++++ Data lines ++++

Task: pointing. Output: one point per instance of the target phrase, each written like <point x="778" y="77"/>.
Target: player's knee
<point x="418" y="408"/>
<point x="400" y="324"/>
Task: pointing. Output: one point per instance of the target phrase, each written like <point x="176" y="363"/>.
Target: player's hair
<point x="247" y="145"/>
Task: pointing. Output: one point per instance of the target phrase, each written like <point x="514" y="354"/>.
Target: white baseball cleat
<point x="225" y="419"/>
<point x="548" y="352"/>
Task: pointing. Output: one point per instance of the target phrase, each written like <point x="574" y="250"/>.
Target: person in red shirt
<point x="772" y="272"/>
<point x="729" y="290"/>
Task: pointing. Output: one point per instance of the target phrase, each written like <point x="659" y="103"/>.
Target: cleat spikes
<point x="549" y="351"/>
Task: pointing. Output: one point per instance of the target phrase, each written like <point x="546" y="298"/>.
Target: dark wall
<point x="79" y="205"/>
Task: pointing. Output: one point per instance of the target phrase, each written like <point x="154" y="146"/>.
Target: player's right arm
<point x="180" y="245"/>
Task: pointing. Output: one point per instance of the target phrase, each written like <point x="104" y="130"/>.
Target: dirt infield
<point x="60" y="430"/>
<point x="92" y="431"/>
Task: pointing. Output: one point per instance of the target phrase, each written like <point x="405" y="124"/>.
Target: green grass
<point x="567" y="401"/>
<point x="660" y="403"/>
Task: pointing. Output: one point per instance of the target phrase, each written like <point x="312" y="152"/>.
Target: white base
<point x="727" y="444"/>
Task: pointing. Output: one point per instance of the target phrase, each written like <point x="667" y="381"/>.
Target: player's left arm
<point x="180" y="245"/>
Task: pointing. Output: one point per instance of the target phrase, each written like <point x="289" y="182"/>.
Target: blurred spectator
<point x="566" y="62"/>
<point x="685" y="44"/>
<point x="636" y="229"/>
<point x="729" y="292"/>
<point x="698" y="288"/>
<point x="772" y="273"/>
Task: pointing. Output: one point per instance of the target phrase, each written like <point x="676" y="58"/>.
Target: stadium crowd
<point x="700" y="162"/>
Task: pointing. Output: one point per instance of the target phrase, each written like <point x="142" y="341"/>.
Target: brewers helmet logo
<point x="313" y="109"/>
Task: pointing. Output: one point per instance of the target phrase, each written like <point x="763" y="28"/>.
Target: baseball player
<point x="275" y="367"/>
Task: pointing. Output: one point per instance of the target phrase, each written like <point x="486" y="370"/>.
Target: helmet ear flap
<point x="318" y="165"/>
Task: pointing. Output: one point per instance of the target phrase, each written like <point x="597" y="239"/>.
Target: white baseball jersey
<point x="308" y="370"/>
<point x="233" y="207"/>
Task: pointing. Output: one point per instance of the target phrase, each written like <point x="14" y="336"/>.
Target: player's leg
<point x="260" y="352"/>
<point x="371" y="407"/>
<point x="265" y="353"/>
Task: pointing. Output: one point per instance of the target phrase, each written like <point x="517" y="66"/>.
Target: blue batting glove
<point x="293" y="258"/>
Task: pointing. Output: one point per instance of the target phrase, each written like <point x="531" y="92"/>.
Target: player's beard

++++

Directions for this task -
List every line in the rows above that contains the word "helmet".

Output of the task -
Target: brewers helmet logo
Target: helmet ear flap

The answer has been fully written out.